• _Provided entries_:
----------

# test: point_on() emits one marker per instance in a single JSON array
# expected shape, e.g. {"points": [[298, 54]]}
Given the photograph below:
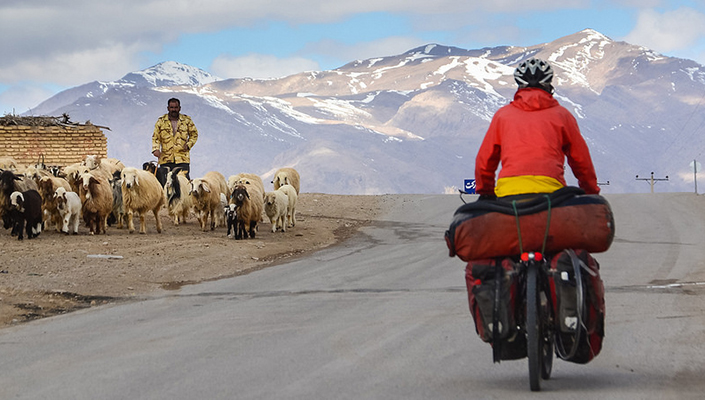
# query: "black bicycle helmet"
{"points": [[534, 72]]}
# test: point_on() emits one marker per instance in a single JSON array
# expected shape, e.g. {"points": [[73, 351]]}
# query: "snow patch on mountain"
{"points": [[170, 73]]}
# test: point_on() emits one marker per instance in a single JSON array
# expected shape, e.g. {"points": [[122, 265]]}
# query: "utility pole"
{"points": [[652, 180], [696, 168]]}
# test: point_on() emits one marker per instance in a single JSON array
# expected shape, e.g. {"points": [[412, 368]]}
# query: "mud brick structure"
{"points": [[29, 140]]}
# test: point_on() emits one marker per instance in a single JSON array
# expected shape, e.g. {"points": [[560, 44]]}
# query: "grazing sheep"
{"points": [[118, 214], [26, 207], [72, 174], [69, 206], [249, 211], [231, 219], [8, 163], [286, 176], [159, 172], [36, 173], [141, 192], [246, 179], [97, 200], [205, 193], [178, 201], [47, 187], [293, 198], [221, 211], [107, 166], [276, 205]]}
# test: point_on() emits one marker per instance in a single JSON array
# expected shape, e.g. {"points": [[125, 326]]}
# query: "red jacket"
{"points": [[532, 136]]}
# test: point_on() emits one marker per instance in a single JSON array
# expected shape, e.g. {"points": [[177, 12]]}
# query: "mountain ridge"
{"points": [[410, 123]]}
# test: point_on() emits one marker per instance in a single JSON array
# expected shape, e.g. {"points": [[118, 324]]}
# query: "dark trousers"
{"points": [[183, 166]]}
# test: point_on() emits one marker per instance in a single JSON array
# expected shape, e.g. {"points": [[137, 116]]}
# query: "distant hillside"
{"points": [[410, 123]]}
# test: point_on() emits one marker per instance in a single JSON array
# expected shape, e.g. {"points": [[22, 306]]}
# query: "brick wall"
{"points": [[59, 145]]}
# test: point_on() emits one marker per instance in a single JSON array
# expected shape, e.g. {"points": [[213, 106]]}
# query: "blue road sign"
{"points": [[469, 186]]}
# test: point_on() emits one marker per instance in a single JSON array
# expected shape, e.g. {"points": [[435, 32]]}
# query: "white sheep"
{"points": [[106, 165], [141, 192], [246, 179], [276, 205], [286, 176], [97, 199], [178, 201], [47, 187], [8, 163], [293, 198], [205, 192], [69, 206], [72, 175]]}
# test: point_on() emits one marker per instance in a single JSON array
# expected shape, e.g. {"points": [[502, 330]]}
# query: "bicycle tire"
{"points": [[534, 340]]}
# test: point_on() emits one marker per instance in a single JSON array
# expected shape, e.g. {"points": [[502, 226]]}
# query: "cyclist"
{"points": [[531, 137]]}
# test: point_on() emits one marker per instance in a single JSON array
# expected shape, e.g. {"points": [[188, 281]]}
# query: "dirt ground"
{"points": [[57, 273]]}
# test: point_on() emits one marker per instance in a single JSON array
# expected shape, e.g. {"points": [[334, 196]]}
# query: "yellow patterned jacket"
{"points": [[172, 145]]}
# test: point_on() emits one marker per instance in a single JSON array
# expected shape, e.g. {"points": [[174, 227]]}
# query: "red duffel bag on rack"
{"points": [[567, 218]]}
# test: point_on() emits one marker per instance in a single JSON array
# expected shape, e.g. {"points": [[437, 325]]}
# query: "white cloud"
{"points": [[363, 50], [107, 63], [21, 98], [260, 66], [669, 31]]}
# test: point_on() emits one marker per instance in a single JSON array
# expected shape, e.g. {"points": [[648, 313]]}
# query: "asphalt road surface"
{"points": [[382, 316]]}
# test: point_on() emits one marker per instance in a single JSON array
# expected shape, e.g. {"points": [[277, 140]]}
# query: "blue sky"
{"points": [[52, 45]]}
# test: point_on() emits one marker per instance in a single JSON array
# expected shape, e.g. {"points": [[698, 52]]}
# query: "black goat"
{"points": [[26, 207], [231, 218]]}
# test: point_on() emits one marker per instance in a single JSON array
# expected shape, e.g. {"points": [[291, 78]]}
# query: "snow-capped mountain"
{"points": [[410, 123]]}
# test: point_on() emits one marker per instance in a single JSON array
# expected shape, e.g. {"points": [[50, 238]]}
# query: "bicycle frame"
{"points": [[537, 312]]}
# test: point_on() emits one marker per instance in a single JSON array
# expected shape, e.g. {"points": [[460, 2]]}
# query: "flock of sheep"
{"points": [[104, 191]]}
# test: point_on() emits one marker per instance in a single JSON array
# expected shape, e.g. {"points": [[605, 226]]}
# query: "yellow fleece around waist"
{"points": [[514, 185]]}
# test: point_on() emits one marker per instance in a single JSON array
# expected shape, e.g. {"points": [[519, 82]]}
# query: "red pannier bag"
{"points": [[488, 229], [483, 279], [589, 327]]}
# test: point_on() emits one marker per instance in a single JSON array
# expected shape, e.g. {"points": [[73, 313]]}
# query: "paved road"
{"points": [[382, 316]]}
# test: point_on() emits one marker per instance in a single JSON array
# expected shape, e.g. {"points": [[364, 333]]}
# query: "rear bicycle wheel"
{"points": [[534, 337]]}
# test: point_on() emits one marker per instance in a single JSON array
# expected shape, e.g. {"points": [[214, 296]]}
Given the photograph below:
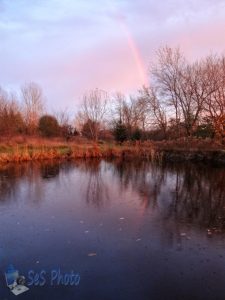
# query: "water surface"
{"points": [[132, 230]]}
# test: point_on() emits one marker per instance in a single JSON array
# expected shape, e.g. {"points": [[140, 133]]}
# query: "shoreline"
{"points": [[150, 151]]}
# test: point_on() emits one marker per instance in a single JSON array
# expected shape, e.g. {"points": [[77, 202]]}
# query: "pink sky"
{"points": [[69, 47]]}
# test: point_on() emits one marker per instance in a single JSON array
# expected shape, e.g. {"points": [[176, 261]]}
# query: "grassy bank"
{"points": [[57, 150], [45, 149]]}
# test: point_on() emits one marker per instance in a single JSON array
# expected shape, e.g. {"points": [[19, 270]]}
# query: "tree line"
{"points": [[183, 99]]}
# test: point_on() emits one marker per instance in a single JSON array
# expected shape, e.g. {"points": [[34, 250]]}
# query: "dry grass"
{"points": [[20, 149]]}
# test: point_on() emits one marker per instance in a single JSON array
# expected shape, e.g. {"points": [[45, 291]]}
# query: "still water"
{"points": [[131, 230]]}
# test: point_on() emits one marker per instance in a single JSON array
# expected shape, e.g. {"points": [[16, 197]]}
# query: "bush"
{"points": [[48, 126], [120, 132]]}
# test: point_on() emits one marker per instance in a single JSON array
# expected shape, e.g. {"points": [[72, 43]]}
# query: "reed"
{"points": [[73, 151]]}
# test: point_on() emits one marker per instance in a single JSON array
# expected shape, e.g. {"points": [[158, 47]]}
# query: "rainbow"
{"points": [[135, 52]]}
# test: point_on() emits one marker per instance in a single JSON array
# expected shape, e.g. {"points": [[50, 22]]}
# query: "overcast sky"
{"points": [[71, 46]]}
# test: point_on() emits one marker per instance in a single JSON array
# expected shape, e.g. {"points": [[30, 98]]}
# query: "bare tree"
{"points": [[185, 86], [214, 106], [155, 108], [33, 103], [93, 111]]}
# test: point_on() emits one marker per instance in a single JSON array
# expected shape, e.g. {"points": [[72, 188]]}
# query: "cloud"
{"points": [[71, 46]]}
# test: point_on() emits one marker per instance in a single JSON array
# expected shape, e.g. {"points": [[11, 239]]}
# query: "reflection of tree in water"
{"points": [[50, 170], [143, 177], [13, 177], [194, 193], [96, 188], [199, 195]]}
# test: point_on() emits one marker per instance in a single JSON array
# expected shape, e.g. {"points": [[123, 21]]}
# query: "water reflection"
{"points": [[181, 192]]}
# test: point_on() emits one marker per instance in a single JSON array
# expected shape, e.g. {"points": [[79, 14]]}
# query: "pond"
{"points": [[126, 230]]}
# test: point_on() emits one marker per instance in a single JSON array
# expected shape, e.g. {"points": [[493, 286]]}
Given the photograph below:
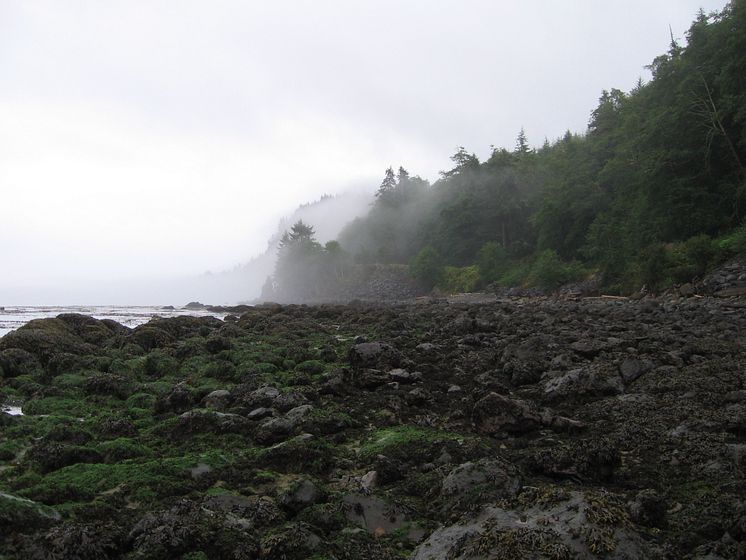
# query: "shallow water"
{"points": [[13, 317]]}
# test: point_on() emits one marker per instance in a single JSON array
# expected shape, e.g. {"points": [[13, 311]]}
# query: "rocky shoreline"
{"points": [[497, 428]]}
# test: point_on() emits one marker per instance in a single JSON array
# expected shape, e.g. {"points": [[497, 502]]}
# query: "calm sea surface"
{"points": [[13, 317]]}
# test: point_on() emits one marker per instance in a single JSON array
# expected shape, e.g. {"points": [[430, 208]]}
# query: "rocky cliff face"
{"points": [[523, 428]]}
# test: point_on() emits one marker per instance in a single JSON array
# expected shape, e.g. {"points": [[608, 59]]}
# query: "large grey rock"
{"points": [[495, 414], [579, 526], [592, 381], [377, 355], [500, 477]]}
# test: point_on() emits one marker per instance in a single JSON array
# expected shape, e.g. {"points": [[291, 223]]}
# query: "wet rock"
{"points": [[218, 399], [649, 509], [296, 542], [15, 362], [216, 344], [117, 427], [208, 421], [110, 385], [261, 397], [76, 540], [151, 337], [592, 381], [369, 379], [499, 478], [588, 348], [20, 514], [418, 397], [374, 355], [630, 370], [687, 290], [51, 456], [274, 430], [403, 376], [301, 495], [369, 481], [496, 414], [259, 413], [179, 399], [289, 400], [374, 514], [299, 413], [576, 526], [45, 337], [189, 527]]}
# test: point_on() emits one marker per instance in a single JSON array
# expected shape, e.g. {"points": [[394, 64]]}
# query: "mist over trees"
{"points": [[653, 193]]}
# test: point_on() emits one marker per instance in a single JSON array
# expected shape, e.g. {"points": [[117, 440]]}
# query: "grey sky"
{"points": [[156, 137]]}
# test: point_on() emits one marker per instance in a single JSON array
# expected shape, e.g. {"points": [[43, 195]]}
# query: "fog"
{"points": [[145, 143]]}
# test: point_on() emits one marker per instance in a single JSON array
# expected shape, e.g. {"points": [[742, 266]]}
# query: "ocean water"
{"points": [[13, 317]]}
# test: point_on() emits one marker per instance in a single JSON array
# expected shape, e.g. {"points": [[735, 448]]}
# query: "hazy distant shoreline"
{"points": [[14, 316]]}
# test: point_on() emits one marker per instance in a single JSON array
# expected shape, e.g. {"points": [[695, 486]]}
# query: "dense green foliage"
{"points": [[639, 197]]}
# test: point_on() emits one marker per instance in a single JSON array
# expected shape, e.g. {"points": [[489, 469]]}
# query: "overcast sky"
{"points": [[164, 137]]}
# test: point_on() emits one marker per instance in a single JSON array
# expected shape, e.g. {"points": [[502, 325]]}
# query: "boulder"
{"points": [[592, 381], [218, 399], [499, 478], [301, 495], [496, 414], [577, 525], [375, 355], [15, 362]]}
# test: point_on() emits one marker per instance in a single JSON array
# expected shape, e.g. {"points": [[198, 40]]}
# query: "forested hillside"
{"points": [[652, 194]]}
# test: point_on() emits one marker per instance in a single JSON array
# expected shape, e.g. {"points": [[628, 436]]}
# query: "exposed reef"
{"points": [[523, 428]]}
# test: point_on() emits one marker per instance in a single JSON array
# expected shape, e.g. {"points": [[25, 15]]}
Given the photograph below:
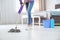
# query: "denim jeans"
{"points": [[29, 6]]}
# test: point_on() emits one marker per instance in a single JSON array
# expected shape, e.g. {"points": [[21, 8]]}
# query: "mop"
{"points": [[20, 10]]}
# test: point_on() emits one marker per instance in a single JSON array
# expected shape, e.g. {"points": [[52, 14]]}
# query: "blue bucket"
{"points": [[48, 23]]}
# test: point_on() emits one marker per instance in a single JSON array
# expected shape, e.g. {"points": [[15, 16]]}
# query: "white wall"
{"points": [[50, 4], [8, 13]]}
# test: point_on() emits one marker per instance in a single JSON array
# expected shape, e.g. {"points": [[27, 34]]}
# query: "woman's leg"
{"points": [[29, 12], [27, 4]]}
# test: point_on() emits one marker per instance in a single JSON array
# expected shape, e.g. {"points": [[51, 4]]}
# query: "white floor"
{"points": [[39, 33]]}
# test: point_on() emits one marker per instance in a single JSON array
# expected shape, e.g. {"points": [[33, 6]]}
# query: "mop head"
{"points": [[14, 30]]}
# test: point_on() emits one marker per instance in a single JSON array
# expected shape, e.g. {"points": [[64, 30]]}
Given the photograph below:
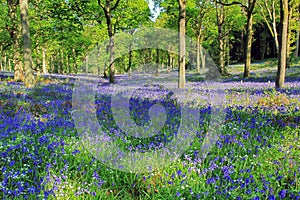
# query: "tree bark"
{"points": [[108, 8], [248, 46], [284, 16], [86, 64], [181, 57], [220, 22], [157, 62], [45, 71], [29, 77], [15, 34]]}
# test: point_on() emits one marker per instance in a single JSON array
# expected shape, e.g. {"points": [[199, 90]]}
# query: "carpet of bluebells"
{"points": [[255, 157]]}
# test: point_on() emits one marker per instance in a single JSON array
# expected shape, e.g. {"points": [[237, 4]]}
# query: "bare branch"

----------

• _Task directions_: Pick out each line in the listing above that contains the word "grey" and copy those lines.

• _Finished task_:
# query: "large grey rock"
# query: "grey sky"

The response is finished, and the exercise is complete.